Material to process –
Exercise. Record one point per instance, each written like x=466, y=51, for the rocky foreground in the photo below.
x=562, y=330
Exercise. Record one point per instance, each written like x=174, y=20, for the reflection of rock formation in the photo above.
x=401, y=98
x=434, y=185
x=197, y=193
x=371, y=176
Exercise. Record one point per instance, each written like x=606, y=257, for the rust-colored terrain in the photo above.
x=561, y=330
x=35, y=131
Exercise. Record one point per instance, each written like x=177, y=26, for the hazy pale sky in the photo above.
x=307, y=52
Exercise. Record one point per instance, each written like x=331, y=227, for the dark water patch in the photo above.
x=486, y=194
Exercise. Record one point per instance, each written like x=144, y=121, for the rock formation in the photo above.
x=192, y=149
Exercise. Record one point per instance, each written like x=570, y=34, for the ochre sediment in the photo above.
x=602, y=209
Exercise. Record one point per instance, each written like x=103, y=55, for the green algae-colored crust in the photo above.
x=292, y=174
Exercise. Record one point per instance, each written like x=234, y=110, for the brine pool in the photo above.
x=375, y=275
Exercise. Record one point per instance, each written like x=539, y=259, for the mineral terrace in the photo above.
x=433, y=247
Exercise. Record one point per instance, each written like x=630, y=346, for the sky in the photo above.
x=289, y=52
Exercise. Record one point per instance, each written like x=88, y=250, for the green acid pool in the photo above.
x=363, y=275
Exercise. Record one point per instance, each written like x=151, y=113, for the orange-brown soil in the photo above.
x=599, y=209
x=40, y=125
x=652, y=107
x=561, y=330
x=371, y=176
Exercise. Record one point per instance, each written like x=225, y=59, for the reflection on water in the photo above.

Stated problem – Print out every record again, exactly and in full.

Full answer –
Exercise. Record one point per instance, each written like x=466, y=51, for the rocky foreground in the photo below.
x=562, y=330
Exercise. Record one point per instance, each written like x=174, y=20, for the reflection of rock formation in the photo above.
x=401, y=98
x=434, y=185
x=197, y=193
x=371, y=176
Exercise. Record one point per instance, each written like x=606, y=257, for the rust-colored terrain in the photo above.
x=561, y=330
x=35, y=131
Exercise. Record one point per instance, each written like x=177, y=26, for the hazy pale sky in the photo above.
x=307, y=52
Exercise. Record one point per instance, each written like x=331, y=227, for the dark water patch in the photo above.
x=486, y=194
Exercise. Record one point per instance, each written like x=144, y=121, for the rock formation in the photo above.
x=192, y=149
Exercise. Record one point per instance, each written like x=570, y=34, for the ochre sediment in the photo above.
x=602, y=209
Exercise. Record one point per instance, each written like x=103, y=55, for the green algae-colored crust in the photo above.
x=292, y=174
Exercise. Record one point per instance, each written like x=234, y=110, for the brine pool in the photo above.
x=375, y=275
Exercise. Record one point per instance, each written like x=539, y=259, for the mineral terrace in the photo above.
x=433, y=247
Exercise. Record one point per instance, each written like x=630, y=346, for the sky in the photo above.
x=289, y=52
Exercise. Record one point per instance, each written like x=88, y=250, for the green acid pool in the photo above.
x=363, y=275
Exercise. Record one point per instance, each written like x=151, y=113, for the orange-brown soil in the photo above.
x=599, y=209
x=40, y=125
x=652, y=107
x=561, y=330
x=371, y=176
Exercise. Record one point per instance, each written like x=225, y=59, for the reflection on water in the photo above.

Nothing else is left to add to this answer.